- Selected excerpt
========
I’m still unfamiliar with the texture memory and with my first texture memory usage some questions came to my mind:
1.:
It seems that cudaMemcpyToArray() is much much slower than a simple cudaMemcpy() without texture memory. If this is correct, can someone try to explain this behaviour?
2.:
I have 2 kernel functions which interact the following way
inputData -> kernel 1 -> intermediate result (resides on the device) -> kernel 2 -> final result (copied back)
Until now, inputData was stored in the global memory. Now it’s stored in the texture memory and kernel 1 speeded up a little bit. But surprisingly kernel 2 is now slower than before. The intermediate result is an extra array in the global memory, so I am not reusing the inputData array. Does someone have an idea why this change has an impact on kernel 2?
3.:
What is the difference between a CUDA array (1D) and linear memory bound to a texture reference?
I tested a little bit, and using CUDA arrays seems to be faster than using linear memory bound to texture. But the performance gain is ruined by cudaMemcpyToArray() (which I need to call many times).
This was true a while ago (CUDA 1.1 IIRC). It was reported as a bug and supposedly fixed. I haven’t checked recently, though. Memory in the cudaArray is stored in a special format, so presumably there is some translation that goes on when you do the memcpy.
========
- Information shown
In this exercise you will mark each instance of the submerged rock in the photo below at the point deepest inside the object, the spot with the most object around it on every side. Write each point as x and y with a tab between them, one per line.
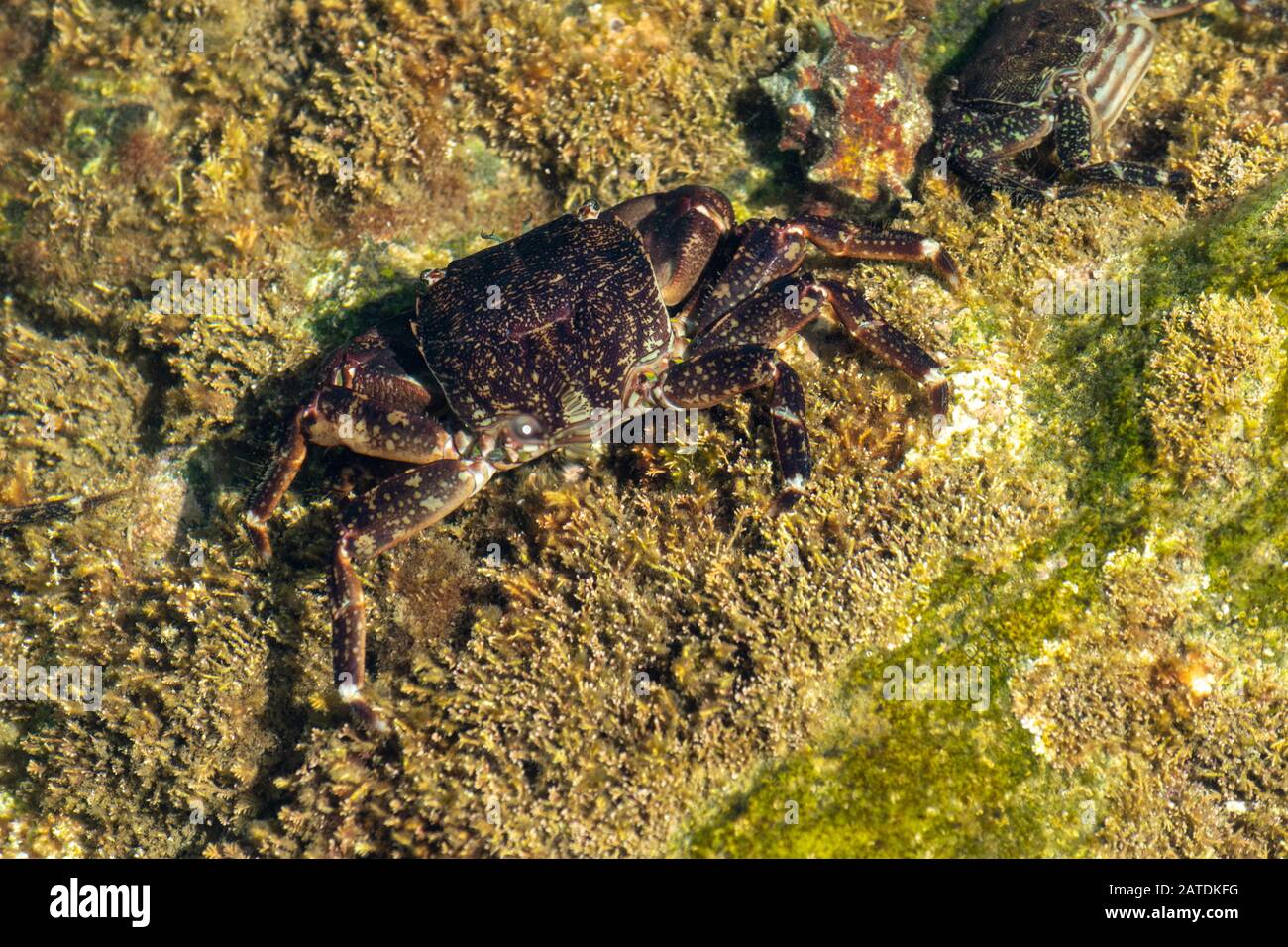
855	111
========
- Work instructions
A) Rewrite the paragraph beginning "Until now, inputData was stored" from the forum thread on texture memory above as a short list, keeping its main facts.
B) Extend the forum thread on texture memory above, picking up right after its final sentence.

- Task-by-task outputs
A)
- inputData used to be stored in global memory but is now stored in texture memory.
- Kernel 1 became a little faster.
- Kernel 2 unexpectedly became slower.
- The intermediate result is a separate array in global memory, so the inputData array is not reused.
- The poster asks why the change affects kernel 2.

B)
Are you calling cudaThreadSyncrhonize() before every wall-clock timing measurement?
Functionally, if you want to use the coordinate wrapping or linear interpolation features: you must use a CUDA array. That is the only advantage that CUDA arrays offer. So if you aren’t using them, stick with global memory bound to a texture.
Today I had some time for testing. It seems that the performance difference between cudaMemcpyToArray() and cudaMemcpy() are not as big as I thought. But the transferred size seems to be significant for the copies:
Transferring more than 10 000 Bytes: cudaMemcpyToArray() is faster than cudaMemcpy().
Transferring less than 10 000 Bytes: cudaMemcpyToArray() is slower than cudaMemcpy().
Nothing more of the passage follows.